WORKING DATA:
====
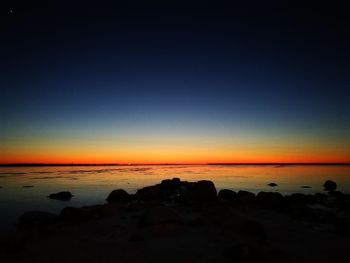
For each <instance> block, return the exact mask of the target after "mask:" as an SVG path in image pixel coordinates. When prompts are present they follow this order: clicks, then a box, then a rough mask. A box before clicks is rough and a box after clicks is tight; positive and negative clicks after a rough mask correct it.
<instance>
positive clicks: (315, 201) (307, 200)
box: [286, 193, 317, 204]
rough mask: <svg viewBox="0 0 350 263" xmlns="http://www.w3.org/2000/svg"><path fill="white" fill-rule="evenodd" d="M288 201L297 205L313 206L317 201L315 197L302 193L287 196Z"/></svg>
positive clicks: (291, 194)
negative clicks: (309, 204)
mask: <svg viewBox="0 0 350 263" xmlns="http://www.w3.org/2000/svg"><path fill="white" fill-rule="evenodd" d="M286 199H287V200H289V201H290V202H292V203H296V204H313V203H315V202H316V201H317V198H316V197H315V196H314V195H306V194H301V193H294V194H291V195H290V196H286Z"/></svg>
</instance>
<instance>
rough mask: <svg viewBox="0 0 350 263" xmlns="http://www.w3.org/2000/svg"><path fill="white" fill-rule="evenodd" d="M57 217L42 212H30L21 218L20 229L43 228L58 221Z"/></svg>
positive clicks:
====
PROBLEM DESCRIPTION: Set down everything in the data from the start down to the line containing "box: [286, 193, 317, 204]", copying those lines exactly and leaving the pictures out.

ANSWER BOX:
For each <instance> block, return the exact mask of the target after "mask:" as an SVG path in image pixel coordinates. When prompts are present they follow this order: clicks, then a box, then a rough mask. A box before clicks is rough and a box after clicks is tight; positive and negative clicks after a rough mask correct it.
<instance>
positive clicks: (315, 201) (307, 200)
box: [286, 193, 317, 204]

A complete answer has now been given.